(Extract provided)
____________________

Re: OOPS in perf_mmap_close()

From: Al Viro
Date: Thu May 23 2013 - 00:48:32 EST

On Wed, May 22, 2013 at 11:48:51PM -0400, Vince Weaver wrote:
> In case anyone cares, the Oops is happening here:
> 1a56: 48 c1 e8 0c shr $0xc,%rax
> 1a5a: 48 ff c0 inc %rax
> > 1a5d: f0 48 29 45 60 lock sub %rax,0x60(%rbp)
> 1a62: 49 8b 46 40 mov 0x40(%r14),%rax
> Which maps to this in perf_mmap_close() in kernel/events/core.c:
> atomic_long_sub((size >> PAGE_SHIFT) + 1, &user->locked_vm);
> And "user" (%rbp) is RBP: 0000000000000000, hence the problem.
> I'm having trouble tracking the problem back any further as the code is a
> bit covoluted and is not commented at all.

FWIW, at least part of perf_mmap_close() is obvious garbage - increment of
->pinned_vm happens in mmap(), decrement - on the ->close() of the last
VMA clonal to one we'd created in that mmap(), regardless of the address
space it's in. Not that handling of ->pinned_vm made any sense wrt fork()...

Actually... What happens if you mmap() the same opened file of that
kind several times, each time with the same size? AFAICS, on all
subsequent calls we'll get
if (event->rb) {
if (event->rb->nr_pages == nr_pages)
goto unlock;
if (!ret)

i.e. we bump event->mmap_count *and* event->rb->refcount. munmap()
all of them and each will generate a call of perf_mmap_close(); ->mmap_count
will go down to zero and on all but the last call we'll have nothing else
done. On the last call we'll hit ring_buffer_put(), which will decrement
event->rb->refcount once. Note that by that point we simply don't know
how many times we'd incremented it in those mmap() calls - it's too late
to clean up. IOW, unless I'm misreading that code, we've got a leak in
there. Not the same bug, but...

____________________

(Material)
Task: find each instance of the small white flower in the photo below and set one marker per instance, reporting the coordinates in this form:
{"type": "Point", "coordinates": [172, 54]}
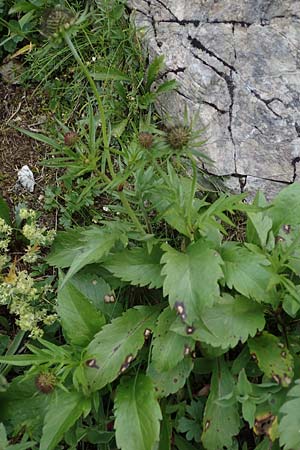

____________________

(Description of the task)
From the mailing-list reply about perf_mmap_close(), extract the passage verbatim, beginning at the words "From: Al Viro" and stopping after "lock sub %rax,0x60(%rbp)". The data come from a different source than the text.

(Right answer)
From: Al Viro
Date: Thu May 23 2013 - 00:48:32 EST

On Wed, May 22, 2013 at 11:48:51PM -0400, Vince Weaver wrote:
> In case anyone cares, the Oops is happening here:
> 1a56: 48 c1 e8 0c shr $0xc,%rax
> 1a5a: 48 ff c0 inc %rax
> > 1a5d: f0 48 29 45 60 lock sub %rax,0x60(%rbp)